Ausgewählter Text —

---+---

Ihr kleines Restaurant "Dobrodomik" ist mal wieder voll mit Gästen. Kellner schwirren zwischen den Tischen hin und her, Besteck und Geschirr klirren, ein Stimmenwirrwarr füllt die beiden Räume, in denen etwa 50 Gäste Platz finden. In jeder anderen Gaststätte würde jetzt die Kasse klingeln, aber hier muss niemand für das Essen bezahlen.

Der Mensch in ihr, sagt Sinjak, könne nicht anders. "Würden sie es übers Herz bringen, einer dieser Omis zu sagen, dass sie plötzlich nicht mehr hier essen können?", fragt die Wirtin. Zusammen mit ihrem Mann betreibt sie das kostenlose Restaurant für bedürftige Senioren in Sankt Petersburg. Das Dobrodomik hat sich längst zu einer Institution gemausert. Aufhören und hinschmeißen — das kommt für die Besitzerin nicht mehr in Frage.

Kaum Geld zum Leben

Ihr ehemaliges Lokal in der Nachbarschaft, das "Tschechische Häuschen", hat die Wirtin längst aufgegeben. Dort begann die Geschichte, die Sinjak zur Wohltäterin wider Willen machte. "Wir hatten einen älteren Herren, einen Stammgast, der bei uns kostenlos gegessen hat – bis eine unerfahrene Kellnerin von ihm eines Tages Geld verlangt hat", erzählt die Wirtin. Daraufhin sei er nicht wiedergekommen: "Ich hatte schlechtes Gewissen und habe einen Aushang gemacht, dass Rentner bei uns kostenlos speisen können – in der Hoffnung, dass er wiederkommt."

---+---

Einträge aus einem Datensatz:
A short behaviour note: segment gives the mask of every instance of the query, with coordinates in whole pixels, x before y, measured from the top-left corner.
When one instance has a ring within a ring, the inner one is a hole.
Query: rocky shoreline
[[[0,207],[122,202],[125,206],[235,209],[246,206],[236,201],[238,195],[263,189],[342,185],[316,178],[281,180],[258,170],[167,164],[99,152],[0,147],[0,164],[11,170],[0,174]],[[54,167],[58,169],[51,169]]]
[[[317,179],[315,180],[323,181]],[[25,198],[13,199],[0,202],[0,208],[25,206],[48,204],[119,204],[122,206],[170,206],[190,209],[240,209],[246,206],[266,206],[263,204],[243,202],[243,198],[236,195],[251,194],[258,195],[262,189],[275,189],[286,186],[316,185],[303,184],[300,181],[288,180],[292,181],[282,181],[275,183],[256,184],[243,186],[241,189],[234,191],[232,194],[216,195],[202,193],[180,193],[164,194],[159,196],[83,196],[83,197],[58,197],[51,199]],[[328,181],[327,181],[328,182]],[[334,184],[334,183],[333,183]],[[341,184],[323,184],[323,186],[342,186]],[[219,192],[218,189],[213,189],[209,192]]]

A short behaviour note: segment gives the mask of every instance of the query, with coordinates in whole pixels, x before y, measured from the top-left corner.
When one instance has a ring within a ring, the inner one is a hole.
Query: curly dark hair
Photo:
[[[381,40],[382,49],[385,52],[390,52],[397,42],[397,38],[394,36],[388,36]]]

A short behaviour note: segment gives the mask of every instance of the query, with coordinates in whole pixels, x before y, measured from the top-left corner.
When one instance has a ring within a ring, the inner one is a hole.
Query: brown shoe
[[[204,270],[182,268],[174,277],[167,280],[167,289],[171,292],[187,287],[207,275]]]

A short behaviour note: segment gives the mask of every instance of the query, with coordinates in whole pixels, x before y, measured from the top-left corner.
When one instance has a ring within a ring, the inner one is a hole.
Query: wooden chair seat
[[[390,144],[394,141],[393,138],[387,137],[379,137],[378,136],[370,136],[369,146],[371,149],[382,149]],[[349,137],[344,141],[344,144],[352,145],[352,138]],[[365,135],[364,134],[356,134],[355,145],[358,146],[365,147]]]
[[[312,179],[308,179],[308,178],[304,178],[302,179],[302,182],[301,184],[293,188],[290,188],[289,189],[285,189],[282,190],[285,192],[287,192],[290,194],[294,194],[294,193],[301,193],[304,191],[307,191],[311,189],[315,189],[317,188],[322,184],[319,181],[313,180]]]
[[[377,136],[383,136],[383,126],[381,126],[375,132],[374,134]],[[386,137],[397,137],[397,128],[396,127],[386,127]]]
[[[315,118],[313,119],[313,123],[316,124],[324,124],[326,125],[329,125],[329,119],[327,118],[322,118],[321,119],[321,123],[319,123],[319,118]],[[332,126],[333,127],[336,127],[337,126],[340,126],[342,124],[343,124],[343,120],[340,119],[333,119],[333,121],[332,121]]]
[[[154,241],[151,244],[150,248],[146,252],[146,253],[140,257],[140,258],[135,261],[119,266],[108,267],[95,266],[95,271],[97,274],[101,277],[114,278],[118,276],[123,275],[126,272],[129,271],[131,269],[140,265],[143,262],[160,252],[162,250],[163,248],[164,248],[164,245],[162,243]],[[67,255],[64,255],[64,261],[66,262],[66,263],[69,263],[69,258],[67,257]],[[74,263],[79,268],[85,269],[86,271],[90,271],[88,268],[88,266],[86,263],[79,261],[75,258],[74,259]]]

---+---

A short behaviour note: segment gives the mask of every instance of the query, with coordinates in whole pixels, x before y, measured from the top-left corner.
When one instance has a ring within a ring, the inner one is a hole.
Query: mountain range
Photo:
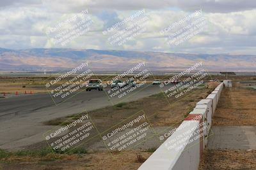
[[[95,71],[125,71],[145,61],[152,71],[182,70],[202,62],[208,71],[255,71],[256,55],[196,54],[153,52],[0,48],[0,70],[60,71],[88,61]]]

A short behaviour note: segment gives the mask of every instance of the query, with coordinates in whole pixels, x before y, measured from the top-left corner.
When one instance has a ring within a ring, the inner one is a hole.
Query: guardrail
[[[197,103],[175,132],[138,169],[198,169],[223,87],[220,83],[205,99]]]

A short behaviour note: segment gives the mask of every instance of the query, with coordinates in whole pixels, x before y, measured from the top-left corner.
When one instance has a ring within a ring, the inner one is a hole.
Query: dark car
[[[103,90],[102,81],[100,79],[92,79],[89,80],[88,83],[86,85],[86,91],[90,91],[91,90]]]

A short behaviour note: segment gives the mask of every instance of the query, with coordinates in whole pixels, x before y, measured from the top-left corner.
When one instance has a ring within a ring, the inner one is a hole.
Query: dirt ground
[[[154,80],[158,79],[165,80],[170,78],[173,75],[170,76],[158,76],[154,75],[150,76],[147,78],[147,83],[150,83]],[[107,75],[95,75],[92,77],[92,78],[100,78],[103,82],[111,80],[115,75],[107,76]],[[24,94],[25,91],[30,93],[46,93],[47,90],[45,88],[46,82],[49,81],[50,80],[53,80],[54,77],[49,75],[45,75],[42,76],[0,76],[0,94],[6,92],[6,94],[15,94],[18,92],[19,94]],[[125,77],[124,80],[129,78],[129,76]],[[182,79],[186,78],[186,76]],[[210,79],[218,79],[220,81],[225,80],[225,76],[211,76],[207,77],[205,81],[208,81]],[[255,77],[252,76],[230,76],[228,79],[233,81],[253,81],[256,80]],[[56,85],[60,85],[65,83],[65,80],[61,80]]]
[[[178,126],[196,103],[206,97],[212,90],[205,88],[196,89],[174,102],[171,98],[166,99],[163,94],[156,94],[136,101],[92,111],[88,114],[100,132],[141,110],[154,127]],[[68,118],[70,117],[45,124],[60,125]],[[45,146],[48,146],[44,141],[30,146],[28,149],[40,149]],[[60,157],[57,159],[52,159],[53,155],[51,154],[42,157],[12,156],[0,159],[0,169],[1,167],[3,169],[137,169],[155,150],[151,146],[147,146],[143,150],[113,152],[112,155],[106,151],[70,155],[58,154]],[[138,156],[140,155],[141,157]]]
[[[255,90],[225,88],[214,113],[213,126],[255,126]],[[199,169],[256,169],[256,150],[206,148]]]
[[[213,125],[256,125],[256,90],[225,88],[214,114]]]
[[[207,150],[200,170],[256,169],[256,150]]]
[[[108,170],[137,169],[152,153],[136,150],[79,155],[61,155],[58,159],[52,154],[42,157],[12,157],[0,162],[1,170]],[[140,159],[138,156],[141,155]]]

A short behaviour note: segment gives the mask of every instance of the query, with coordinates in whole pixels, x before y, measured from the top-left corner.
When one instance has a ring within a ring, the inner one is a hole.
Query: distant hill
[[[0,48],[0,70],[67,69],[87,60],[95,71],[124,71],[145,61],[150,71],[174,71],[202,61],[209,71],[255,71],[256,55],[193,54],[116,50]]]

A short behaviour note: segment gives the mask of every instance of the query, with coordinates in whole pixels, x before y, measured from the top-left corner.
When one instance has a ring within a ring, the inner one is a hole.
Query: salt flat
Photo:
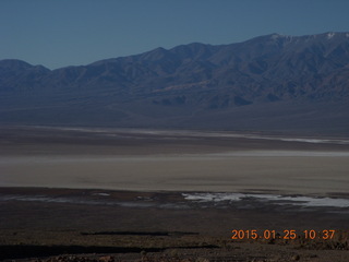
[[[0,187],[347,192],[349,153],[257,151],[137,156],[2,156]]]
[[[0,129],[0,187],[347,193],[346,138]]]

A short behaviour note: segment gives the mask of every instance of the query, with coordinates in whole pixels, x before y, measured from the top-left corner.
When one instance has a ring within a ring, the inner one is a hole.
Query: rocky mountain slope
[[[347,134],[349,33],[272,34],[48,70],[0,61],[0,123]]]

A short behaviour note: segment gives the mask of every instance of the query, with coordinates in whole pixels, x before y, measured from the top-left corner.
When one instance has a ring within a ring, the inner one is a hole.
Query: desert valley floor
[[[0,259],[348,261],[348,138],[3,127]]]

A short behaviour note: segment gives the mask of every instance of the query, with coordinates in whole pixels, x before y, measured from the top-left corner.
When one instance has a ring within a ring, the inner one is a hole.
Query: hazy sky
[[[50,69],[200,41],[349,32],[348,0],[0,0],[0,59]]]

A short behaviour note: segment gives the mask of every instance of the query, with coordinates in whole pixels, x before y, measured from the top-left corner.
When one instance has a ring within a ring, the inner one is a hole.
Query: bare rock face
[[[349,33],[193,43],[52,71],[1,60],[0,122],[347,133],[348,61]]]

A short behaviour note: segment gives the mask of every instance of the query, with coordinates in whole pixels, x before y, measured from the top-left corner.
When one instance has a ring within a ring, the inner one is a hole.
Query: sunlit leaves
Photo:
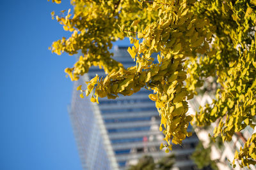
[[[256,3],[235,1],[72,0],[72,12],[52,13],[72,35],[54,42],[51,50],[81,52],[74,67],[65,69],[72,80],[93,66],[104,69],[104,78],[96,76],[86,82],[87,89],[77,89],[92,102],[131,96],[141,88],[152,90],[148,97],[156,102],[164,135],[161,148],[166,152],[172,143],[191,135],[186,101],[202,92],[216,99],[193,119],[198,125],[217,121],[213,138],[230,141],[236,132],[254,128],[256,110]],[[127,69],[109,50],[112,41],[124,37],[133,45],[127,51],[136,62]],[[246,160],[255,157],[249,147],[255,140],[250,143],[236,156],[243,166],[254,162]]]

---+---

Aufgabe A — Gib den Text über das kostenlose Restaurant wortgetreu wieder, beginnend bei "Ihr kleines Restaurant" und endend bei "das Essen bezahlen.".
Aufgabe B — Such in den Einträgen jede Zeile heraus, die das Wort "dark" enthält, und schreib sie ab.

Vollständige Antwort A —
Ihr kleines Restaurant "Dobrodomik" ist mal wieder voll mit Gästen. Kellner schwirren zwischen den Tischen hin und her, Besteck und Geschirr klirren, ein Stimmenwirrwarr füllt die beiden Räume, in denen etwa 50 Gäste Platz finden. In jeder anderen Gaststätte würde jetzt die Kasse klingeln, aber hier muss niemand für das Essen bezahlen.

Vollständige Antwort B —
Query: curly dark hair
Query: dark car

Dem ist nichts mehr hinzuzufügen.